> [What this task involves]
Count how many lines in the records below contain the string "stone", where uppercase and lowercase letters count as different. Give only the number.

> [Task input]
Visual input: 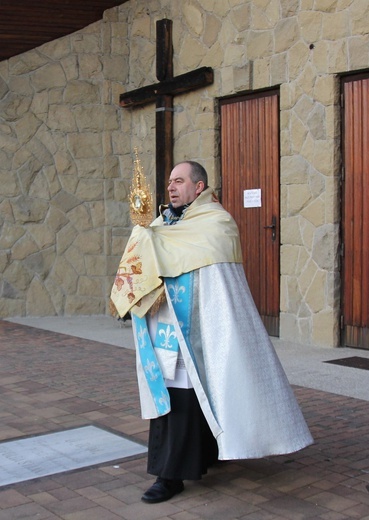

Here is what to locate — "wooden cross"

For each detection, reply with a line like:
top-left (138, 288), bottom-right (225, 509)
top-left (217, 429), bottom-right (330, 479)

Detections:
top-left (120, 19), bottom-right (214, 208)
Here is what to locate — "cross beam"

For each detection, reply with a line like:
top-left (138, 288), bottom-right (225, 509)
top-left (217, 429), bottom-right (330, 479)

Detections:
top-left (119, 19), bottom-right (214, 207)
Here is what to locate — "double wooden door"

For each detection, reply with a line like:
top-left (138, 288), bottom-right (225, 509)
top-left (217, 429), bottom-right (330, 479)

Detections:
top-left (341, 74), bottom-right (369, 349)
top-left (220, 90), bottom-right (280, 336)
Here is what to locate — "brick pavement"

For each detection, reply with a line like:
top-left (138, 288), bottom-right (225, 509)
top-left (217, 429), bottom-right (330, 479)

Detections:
top-left (0, 321), bottom-right (369, 520)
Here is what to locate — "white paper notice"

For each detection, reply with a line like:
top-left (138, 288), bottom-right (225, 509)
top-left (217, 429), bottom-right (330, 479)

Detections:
top-left (243, 189), bottom-right (261, 208)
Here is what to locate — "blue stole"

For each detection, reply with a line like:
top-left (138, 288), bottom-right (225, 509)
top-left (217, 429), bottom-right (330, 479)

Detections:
top-left (132, 273), bottom-right (194, 416)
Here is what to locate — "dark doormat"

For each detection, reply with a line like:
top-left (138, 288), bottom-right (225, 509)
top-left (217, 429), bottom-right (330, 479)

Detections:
top-left (324, 356), bottom-right (369, 370)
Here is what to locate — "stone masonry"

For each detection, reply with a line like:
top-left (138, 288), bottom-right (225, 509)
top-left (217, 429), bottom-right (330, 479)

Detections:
top-left (0, 0), bottom-right (369, 346)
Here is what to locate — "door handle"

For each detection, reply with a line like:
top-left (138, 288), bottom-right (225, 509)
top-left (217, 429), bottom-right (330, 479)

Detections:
top-left (264, 216), bottom-right (277, 242)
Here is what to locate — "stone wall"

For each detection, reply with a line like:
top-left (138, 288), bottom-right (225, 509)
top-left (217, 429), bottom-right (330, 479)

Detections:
top-left (0, 0), bottom-right (369, 346)
top-left (0, 10), bottom-right (132, 317)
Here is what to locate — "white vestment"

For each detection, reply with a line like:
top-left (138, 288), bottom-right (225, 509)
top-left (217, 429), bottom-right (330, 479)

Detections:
top-left (135, 263), bottom-right (313, 460)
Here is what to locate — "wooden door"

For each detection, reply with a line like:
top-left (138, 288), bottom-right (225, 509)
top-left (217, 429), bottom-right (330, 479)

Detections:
top-left (341, 74), bottom-right (369, 349)
top-left (220, 90), bottom-right (280, 336)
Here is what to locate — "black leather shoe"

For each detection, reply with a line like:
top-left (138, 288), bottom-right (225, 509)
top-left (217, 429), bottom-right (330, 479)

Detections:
top-left (141, 477), bottom-right (184, 504)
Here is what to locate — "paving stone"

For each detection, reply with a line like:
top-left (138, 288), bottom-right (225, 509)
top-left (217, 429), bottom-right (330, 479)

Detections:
top-left (0, 321), bottom-right (369, 520)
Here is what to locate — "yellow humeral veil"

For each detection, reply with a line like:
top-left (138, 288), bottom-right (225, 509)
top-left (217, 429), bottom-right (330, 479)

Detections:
top-left (111, 188), bottom-right (242, 316)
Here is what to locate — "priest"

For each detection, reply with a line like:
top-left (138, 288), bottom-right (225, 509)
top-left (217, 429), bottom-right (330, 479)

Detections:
top-left (111, 161), bottom-right (313, 503)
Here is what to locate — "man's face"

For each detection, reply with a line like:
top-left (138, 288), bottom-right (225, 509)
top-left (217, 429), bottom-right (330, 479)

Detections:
top-left (168, 163), bottom-right (204, 208)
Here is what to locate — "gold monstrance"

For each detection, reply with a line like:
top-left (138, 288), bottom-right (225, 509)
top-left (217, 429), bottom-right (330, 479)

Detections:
top-left (129, 148), bottom-right (153, 227)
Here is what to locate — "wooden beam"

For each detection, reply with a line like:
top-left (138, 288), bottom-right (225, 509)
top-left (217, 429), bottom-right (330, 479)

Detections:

> [Exercise response]
3